→ ASSIGNMENT:
In the listing below, the answer starts at the line that has "Every <instance> describes" and stops after the line that has "box: [465, 369, 524, 432]"; please repeat that part exactly and nothing more.

→ DATA FOR THIS EXERCISE:
════════════════════

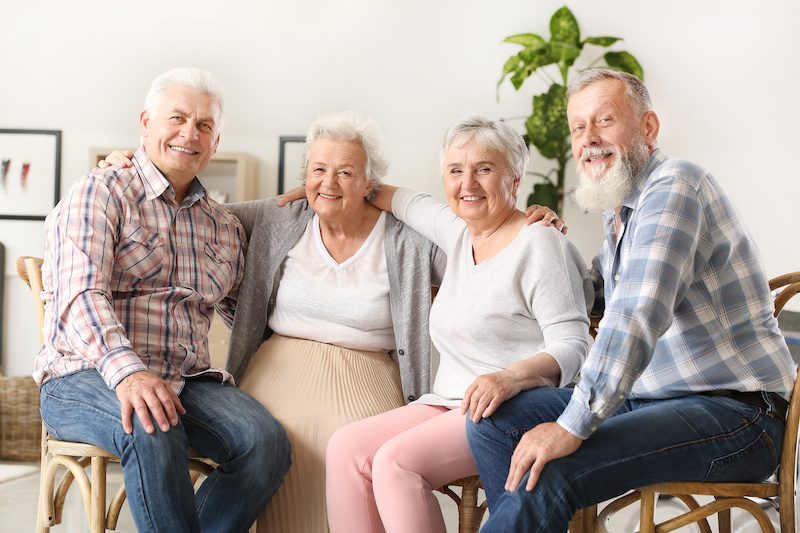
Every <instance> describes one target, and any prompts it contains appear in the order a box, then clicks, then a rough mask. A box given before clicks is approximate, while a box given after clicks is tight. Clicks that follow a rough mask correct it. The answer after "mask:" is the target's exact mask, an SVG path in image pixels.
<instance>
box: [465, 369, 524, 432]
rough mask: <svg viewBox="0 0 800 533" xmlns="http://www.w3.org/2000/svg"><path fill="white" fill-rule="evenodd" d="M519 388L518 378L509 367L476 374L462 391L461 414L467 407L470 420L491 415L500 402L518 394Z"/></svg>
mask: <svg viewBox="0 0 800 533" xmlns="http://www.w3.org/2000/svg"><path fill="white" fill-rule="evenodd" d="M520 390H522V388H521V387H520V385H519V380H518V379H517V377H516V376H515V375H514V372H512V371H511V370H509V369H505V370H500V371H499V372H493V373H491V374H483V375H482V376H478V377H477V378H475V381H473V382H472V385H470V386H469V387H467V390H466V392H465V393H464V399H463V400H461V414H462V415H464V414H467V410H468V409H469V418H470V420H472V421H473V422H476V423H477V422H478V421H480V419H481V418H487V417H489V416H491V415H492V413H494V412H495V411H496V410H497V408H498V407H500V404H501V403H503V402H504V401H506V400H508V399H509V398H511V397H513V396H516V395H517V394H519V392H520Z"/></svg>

════════════════════

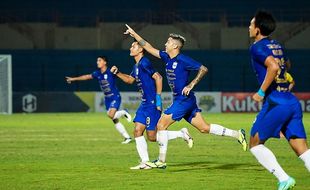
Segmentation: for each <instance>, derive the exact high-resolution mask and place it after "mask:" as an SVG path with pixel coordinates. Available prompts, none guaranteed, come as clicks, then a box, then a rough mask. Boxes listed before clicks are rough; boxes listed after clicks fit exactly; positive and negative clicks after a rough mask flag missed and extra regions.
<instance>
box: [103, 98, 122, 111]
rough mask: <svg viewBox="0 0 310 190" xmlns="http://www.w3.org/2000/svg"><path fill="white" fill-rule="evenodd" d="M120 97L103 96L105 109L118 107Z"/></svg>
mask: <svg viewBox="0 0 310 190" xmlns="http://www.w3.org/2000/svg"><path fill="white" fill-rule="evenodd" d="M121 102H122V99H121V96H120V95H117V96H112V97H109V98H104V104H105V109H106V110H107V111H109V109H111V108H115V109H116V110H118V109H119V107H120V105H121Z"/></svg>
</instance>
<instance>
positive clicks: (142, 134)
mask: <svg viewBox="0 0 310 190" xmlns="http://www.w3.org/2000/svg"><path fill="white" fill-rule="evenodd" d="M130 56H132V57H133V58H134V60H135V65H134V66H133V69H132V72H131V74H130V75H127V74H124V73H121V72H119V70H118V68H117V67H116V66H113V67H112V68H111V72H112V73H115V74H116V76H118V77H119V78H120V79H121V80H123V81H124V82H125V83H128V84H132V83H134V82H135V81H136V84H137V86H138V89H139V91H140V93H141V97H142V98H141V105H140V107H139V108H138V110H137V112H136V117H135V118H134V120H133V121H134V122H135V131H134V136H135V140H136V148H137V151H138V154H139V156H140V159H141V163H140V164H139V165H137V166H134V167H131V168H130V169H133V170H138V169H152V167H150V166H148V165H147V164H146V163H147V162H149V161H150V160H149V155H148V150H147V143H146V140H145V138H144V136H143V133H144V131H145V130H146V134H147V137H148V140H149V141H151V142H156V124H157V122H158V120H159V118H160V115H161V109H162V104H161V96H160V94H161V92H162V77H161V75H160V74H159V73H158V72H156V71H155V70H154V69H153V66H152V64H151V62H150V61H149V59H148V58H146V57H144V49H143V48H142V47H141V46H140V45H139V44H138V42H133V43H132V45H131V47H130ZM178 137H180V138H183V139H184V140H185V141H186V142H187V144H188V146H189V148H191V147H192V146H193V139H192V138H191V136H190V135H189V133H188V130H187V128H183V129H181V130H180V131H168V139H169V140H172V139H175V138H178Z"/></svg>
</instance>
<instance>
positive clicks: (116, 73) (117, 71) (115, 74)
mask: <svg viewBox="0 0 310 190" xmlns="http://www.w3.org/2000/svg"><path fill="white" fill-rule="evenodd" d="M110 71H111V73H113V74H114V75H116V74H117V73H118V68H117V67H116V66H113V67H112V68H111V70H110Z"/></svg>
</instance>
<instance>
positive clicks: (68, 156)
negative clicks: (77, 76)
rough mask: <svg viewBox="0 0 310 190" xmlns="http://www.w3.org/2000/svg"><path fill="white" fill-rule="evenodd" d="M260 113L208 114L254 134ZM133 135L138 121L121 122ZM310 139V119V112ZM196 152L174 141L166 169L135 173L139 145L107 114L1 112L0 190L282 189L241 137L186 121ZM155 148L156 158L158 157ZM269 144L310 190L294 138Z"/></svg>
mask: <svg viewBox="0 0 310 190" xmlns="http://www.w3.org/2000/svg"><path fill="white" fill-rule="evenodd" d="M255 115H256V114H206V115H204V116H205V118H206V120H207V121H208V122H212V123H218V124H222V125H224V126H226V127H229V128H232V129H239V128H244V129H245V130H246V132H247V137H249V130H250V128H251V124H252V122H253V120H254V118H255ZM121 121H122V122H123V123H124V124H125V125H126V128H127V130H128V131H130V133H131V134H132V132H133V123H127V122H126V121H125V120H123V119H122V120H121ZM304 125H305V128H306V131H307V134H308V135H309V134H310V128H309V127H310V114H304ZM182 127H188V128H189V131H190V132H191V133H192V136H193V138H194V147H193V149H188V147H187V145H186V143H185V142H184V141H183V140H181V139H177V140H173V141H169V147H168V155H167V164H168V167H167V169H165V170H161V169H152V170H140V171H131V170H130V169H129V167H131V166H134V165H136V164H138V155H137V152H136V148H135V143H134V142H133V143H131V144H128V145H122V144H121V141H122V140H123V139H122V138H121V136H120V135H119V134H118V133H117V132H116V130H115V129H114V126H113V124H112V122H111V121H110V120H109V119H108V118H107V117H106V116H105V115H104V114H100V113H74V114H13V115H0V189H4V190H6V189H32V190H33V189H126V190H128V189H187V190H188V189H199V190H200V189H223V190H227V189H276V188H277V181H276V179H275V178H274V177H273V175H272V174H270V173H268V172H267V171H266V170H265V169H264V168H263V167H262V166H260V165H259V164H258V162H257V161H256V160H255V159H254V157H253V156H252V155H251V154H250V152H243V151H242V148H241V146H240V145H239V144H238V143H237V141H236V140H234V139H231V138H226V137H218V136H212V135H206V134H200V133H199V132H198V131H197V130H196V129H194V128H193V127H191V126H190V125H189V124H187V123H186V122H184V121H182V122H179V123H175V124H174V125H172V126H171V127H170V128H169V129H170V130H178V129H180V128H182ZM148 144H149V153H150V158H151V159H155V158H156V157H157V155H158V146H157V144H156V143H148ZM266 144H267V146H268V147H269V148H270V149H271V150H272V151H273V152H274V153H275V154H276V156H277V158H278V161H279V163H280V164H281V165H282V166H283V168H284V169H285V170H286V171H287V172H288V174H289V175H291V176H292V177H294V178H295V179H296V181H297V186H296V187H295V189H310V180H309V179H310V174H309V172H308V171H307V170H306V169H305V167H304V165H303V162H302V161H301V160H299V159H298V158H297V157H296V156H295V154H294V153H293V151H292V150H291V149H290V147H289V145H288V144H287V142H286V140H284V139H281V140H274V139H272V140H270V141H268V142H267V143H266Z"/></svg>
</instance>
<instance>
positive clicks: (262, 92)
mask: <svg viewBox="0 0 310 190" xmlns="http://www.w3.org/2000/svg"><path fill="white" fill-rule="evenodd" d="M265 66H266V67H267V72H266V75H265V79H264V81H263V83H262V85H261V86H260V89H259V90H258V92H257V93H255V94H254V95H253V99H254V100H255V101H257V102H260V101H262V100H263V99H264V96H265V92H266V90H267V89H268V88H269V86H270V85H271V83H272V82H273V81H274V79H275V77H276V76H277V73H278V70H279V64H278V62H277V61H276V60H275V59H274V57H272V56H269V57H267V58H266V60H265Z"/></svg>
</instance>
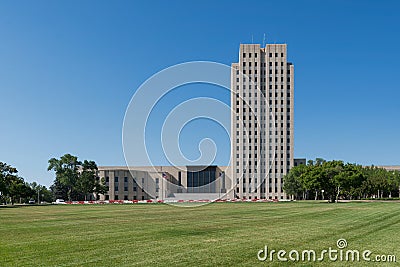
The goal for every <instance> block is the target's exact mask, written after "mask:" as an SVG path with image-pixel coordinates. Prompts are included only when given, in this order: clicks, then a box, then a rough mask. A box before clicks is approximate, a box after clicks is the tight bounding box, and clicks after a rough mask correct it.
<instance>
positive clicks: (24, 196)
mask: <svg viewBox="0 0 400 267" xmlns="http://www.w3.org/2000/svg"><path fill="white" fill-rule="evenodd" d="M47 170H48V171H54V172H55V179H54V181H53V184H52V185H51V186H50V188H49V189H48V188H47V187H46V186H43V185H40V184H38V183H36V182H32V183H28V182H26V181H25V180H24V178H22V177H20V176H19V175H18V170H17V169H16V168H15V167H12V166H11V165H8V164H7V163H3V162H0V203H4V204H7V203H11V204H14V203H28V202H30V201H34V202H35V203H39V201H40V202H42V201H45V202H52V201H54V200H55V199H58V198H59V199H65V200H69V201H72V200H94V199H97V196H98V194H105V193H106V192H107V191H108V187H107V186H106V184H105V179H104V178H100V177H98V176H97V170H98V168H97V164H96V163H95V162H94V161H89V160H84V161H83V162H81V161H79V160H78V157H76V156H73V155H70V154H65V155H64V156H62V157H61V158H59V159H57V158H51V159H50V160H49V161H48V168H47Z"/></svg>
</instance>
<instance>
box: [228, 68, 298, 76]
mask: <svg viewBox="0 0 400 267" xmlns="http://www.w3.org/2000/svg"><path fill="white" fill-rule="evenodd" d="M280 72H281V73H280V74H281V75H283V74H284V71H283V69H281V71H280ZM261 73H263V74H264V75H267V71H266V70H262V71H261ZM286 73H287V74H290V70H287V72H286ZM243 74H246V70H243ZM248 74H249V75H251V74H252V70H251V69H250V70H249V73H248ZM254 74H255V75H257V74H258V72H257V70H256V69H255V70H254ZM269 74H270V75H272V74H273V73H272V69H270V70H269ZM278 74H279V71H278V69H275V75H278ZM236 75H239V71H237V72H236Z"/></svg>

════════════════════

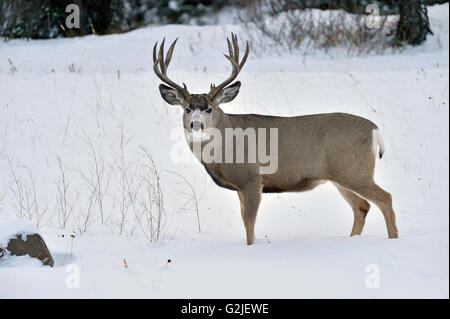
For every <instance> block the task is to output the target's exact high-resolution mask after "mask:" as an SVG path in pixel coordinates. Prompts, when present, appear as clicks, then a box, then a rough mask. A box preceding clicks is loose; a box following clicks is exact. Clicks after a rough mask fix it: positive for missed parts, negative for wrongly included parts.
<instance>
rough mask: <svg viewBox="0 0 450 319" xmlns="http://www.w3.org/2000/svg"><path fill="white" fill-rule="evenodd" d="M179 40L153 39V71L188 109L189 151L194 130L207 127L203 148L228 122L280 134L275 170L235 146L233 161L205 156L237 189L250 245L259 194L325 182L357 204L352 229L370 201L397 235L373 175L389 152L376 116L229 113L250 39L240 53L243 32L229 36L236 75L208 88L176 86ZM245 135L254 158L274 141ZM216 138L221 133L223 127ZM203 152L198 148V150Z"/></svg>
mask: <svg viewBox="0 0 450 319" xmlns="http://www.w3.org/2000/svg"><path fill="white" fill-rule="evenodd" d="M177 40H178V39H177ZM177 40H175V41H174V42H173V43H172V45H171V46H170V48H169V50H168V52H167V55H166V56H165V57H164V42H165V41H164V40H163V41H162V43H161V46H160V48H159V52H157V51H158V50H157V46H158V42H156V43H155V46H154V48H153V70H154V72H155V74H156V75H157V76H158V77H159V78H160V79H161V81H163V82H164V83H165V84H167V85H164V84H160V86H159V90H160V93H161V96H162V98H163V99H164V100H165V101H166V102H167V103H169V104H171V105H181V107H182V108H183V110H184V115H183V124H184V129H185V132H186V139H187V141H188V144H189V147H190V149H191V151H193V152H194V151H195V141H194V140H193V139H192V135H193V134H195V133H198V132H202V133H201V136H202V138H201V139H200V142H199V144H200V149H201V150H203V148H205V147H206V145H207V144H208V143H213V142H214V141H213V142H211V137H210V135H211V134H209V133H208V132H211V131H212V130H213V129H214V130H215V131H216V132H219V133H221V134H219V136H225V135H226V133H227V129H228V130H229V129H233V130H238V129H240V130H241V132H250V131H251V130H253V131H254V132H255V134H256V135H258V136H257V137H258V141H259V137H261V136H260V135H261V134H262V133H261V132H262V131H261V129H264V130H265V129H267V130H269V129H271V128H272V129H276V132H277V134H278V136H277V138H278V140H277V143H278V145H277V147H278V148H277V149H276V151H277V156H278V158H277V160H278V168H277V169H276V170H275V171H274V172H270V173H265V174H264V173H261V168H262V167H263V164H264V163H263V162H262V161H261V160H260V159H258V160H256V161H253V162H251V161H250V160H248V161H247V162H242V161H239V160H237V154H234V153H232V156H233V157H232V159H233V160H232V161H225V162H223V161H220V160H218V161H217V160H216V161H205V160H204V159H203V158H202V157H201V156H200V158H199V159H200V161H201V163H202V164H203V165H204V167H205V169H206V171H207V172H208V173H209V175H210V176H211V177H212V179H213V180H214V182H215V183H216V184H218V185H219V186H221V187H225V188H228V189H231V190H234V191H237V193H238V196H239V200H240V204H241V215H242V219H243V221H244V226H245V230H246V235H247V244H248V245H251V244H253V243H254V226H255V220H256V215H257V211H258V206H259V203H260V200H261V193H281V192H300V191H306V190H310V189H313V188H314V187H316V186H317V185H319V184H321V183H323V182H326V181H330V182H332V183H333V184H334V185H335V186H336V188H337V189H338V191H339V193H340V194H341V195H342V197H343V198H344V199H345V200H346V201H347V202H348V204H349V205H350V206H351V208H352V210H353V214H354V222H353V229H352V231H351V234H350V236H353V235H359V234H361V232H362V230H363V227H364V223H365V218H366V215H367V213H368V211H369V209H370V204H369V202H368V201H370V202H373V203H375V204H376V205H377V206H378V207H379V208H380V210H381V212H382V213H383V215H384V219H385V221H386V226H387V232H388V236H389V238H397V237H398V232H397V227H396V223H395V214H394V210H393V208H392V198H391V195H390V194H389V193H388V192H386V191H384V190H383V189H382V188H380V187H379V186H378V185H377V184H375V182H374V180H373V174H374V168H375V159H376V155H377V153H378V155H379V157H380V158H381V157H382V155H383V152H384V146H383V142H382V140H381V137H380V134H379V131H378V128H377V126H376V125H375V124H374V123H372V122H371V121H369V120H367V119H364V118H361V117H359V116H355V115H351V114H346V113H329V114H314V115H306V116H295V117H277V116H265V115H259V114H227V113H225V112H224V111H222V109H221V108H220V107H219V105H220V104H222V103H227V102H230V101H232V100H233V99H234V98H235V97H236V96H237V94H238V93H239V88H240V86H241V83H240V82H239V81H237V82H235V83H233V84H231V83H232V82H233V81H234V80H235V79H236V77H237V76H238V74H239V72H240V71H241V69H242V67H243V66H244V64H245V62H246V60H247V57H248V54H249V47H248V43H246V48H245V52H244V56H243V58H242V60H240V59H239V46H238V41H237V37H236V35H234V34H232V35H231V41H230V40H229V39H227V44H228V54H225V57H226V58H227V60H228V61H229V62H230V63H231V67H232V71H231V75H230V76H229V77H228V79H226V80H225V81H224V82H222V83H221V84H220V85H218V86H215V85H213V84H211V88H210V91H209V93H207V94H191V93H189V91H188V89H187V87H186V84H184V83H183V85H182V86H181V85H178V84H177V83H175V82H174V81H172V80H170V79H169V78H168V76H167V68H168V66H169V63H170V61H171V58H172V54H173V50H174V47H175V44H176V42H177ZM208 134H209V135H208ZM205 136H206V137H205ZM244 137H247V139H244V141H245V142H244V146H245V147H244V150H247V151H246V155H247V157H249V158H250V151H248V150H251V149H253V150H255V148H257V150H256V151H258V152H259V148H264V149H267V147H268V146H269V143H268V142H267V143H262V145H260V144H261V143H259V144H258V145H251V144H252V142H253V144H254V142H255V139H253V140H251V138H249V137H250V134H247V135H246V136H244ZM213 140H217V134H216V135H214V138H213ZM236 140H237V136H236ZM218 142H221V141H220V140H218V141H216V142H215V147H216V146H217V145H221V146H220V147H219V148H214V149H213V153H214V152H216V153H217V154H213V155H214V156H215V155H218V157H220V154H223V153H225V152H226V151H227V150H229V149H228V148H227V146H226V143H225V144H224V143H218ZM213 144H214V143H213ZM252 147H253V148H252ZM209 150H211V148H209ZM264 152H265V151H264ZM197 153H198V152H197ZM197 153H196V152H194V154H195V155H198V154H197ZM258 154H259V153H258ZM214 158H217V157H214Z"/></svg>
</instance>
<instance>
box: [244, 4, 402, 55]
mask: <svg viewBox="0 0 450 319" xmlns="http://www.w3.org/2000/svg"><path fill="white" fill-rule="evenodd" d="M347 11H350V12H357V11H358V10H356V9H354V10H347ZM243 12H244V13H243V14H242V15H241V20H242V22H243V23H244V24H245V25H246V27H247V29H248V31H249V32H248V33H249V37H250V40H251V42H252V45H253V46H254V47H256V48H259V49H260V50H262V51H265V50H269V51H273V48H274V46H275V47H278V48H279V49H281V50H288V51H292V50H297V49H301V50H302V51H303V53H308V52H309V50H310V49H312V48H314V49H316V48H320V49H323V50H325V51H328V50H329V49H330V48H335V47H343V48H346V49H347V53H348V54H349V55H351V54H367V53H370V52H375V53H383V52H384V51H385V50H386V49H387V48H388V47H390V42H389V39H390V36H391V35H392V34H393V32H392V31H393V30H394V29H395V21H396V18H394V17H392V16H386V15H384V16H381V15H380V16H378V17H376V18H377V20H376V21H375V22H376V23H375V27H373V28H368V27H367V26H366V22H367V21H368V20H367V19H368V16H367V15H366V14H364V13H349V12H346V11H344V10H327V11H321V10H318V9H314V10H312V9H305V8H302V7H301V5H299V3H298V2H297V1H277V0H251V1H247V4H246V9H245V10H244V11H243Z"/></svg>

════════════════════

→ REPLY:
Every <instance> describes one target, and any prompts it contains appear in the order a box, then clicks, then a rough mask. A box given before clicks is approximate, while a box given after clicks is tight. Clicks that follow a rough mask correct it. The answer after "mask:" is the target's exact mask, an SVG path in image pixels.
<instance>
box: [465, 369, 524, 432]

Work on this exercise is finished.